### Document text
As a first blog post I wanted to share some interesting history about one of the common medicines almost everyone knows. Penicillin! This antibiotic has a very interesting history, and has since its discovery saved thousands of lives.
Alexander Flemming is atributed with the discovery of penicillin mold (Penicillium notatum) in 1928. He left a Staphyloccus culture on his work bench during his holiday, and found it had been contaminated with mold, that prevented the bacteria from growing. Fleming went on to perform many more experiments using the mould and named the substance produced by it ‘penicillin’. He never successfulled extracted or purifyed the substance, and in 1931 he stopped studying it.
Two researchers at the University of Oxford, Sir Howard Florey and Sir Ernst Boris Chain, while planning a research project on natural bacterial killing substances, unearthed Fleming’s papers from 10 years earlier. They, along with Norman Heatley, a young biochemist, found a way to produce a series of solutions containing crude penicillin.
The first patient to be tested with penicillin was a 48-year-old Oxford police constable in September 1940 called Albert Alexander.After five days of injections, Alexander began to recover, but unfortunately, the penicillin supplies ran out before the infection could be completely treated, and without the antibiotic Alexander’s condition reduced again and he sadly died.

### Given information

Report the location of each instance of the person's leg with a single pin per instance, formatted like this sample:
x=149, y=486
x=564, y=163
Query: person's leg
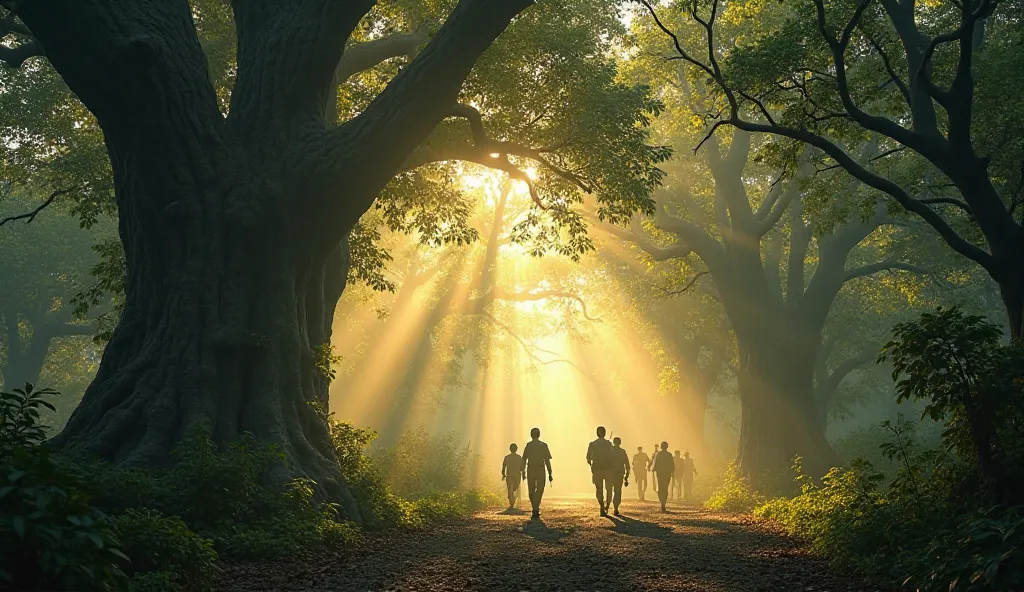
x=598, y=489
x=663, y=489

### What to work on
1 – Answer these questions using the blog post on the history of penicillin.
(a) In what year did Fleming stop studying penicillin?
(b) At which university did Sir Howard Florey and Sir Ernst Boris Chain work?
(c) How many days of injections did Albert Alexander receive before he began to recover?
2 – Continue the blog post on the history of penicillin, picking up after its last sentence.

### Numbered answers
1 –
(a) 1931
(b) The University of Oxford
(c) Five

2 –
In 1943, a bacteriologist working at a laboratory in Peoria, Illinois discovered a golden mould growing on a cantaloupe melon. This was a different mould from the Penicillium family called Penicillium Chrysogenum. A series of experiments were carried out on the mould, and it was discovered that if it was exposed to X-rays, a mutant strain was generated that could produce 1000 times more penicillin than Penicillium notatum.
By the end of 1943, large amounts of pure penicillin were being produced on a monthly basis. The impact on the war was huge. For the first time in history, infection was not the biggest cause of death in a war. By the end of the second world war, mass production of the antibiotic was occurring in several labs in both the U.S.A and the U.K., and penicillin was then being produced around the world and has continued to save lives everywhere.